Point localization data
====
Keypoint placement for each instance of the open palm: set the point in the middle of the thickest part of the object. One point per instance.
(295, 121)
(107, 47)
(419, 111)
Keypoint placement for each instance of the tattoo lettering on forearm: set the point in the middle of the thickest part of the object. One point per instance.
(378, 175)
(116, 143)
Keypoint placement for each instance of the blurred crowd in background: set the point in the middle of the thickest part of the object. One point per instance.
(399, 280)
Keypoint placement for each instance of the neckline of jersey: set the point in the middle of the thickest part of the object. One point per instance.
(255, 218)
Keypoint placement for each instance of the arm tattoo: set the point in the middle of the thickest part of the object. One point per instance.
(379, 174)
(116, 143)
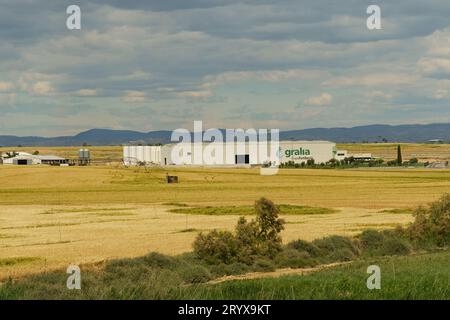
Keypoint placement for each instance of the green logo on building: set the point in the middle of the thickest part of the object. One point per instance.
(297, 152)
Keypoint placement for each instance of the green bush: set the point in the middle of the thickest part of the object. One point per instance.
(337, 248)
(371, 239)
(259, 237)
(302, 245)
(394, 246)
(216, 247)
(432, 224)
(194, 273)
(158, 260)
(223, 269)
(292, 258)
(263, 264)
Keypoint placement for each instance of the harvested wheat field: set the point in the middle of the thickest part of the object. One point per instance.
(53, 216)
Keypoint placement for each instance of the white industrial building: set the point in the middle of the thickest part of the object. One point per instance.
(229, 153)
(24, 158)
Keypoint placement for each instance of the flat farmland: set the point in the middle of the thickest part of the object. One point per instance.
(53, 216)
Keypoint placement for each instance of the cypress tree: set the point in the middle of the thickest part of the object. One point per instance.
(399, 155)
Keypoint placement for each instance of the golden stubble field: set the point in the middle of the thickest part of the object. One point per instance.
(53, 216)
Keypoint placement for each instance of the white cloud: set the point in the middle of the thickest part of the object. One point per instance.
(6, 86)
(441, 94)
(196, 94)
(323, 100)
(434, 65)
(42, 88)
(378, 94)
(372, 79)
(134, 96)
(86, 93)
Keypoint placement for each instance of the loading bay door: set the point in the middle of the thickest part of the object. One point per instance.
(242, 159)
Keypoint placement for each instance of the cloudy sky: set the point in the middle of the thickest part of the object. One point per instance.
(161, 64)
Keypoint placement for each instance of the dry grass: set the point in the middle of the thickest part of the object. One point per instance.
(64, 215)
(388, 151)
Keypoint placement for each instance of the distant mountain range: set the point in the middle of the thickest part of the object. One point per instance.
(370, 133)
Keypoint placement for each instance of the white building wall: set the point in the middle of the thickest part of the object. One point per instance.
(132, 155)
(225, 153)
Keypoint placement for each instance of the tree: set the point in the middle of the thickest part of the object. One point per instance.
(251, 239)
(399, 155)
====
**Exercise prompt**
Without the pictures, give back every record precisely as shown.

**Result for this task**
Keypoint placement for each instance of the open palm: set the point in the middle of the thickest part of the object. One point per instance.
(295, 121)
(107, 47)
(419, 111)
Keypoint placement for each instance of the tattoo lettering on forearm: set the point in the middle of the thickest part of the object. One point per instance.
(378, 175)
(116, 143)
Keypoint placement for each instance of the blurred crowd in background: set the point in the middle of the thickest part of the object. One point per instance.
(399, 280)
Keypoint placement for each instance of the neckline of jersey: set the point in the middle of the thickest part of the object. One point per instance.
(255, 218)
Keypoint placement for each instance of the arm tattoo: set the point in the middle of the thickest part of the object. One point per instance.
(379, 174)
(116, 143)
Keypoint placement for each instance of the green logo on building: set the point in the middle of the thickest part of the object. One point per instance.
(297, 152)
Keypoint placement for each instance of the green bush: set the point in the middle of the thickest part of the object. One point per instance.
(337, 248)
(371, 239)
(259, 237)
(302, 245)
(394, 246)
(216, 247)
(432, 224)
(194, 273)
(158, 260)
(223, 269)
(292, 258)
(263, 264)
Keypoint placement for each instance of the harvested wheat field: set the point in the middle of the thickest part of the object. One point per instance.
(53, 216)
Keypoint placement for each instance of the white industrial building: set the point in the middle of the thickest part of the object. One point per instance.
(229, 153)
(24, 158)
Keypoint placement for each instance of the flat farmland: set the point in the middle of the thickest part of the object. One point per instance.
(53, 216)
Keypoint placement for each instance of the cypress tree: set the point in the middle of the thickest part of the object. One point per instance.
(399, 155)
Keypoint placement for each instance of the golden stubble field: set the point in the middle of the thickest part of the object. One point per instance.
(53, 216)
Keypoint placement for each instance of the white cloud: set the point in the middle of the thickest part of the object. One point per instance.
(6, 86)
(441, 94)
(196, 94)
(323, 100)
(434, 65)
(42, 88)
(378, 94)
(372, 79)
(134, 96)
(86, 93)
Keypoint placement for each instance of the loading bay door: set the point in the middle of the thickest part of the object. One point per instance.
(242, 159)
Keypoint placement for each instance of the cloudy sky: set the point in the middle of the thickest part of the object. One point per instance.
(161, 64)
Keypoint placement for each instance of the dry grass: set the point in the middle of the thickest part of the object. One point per instance.
(64, 215)
(388, 151)
Keypoint placement for each instance of the distant mountain range: set the point in the middle of the thickest part of the object. One point per instance.
(370, 133)
Keypoint placement for each instance of the white building wall: set the point in the middle of the thickest part of the object. One point per instance.
(132, 155)
(225, 153)
Keypoint placement for each instance of the tree: set the point in the middle of the thickest part of the object. One point per instance.
(251, 239)
(399, 155)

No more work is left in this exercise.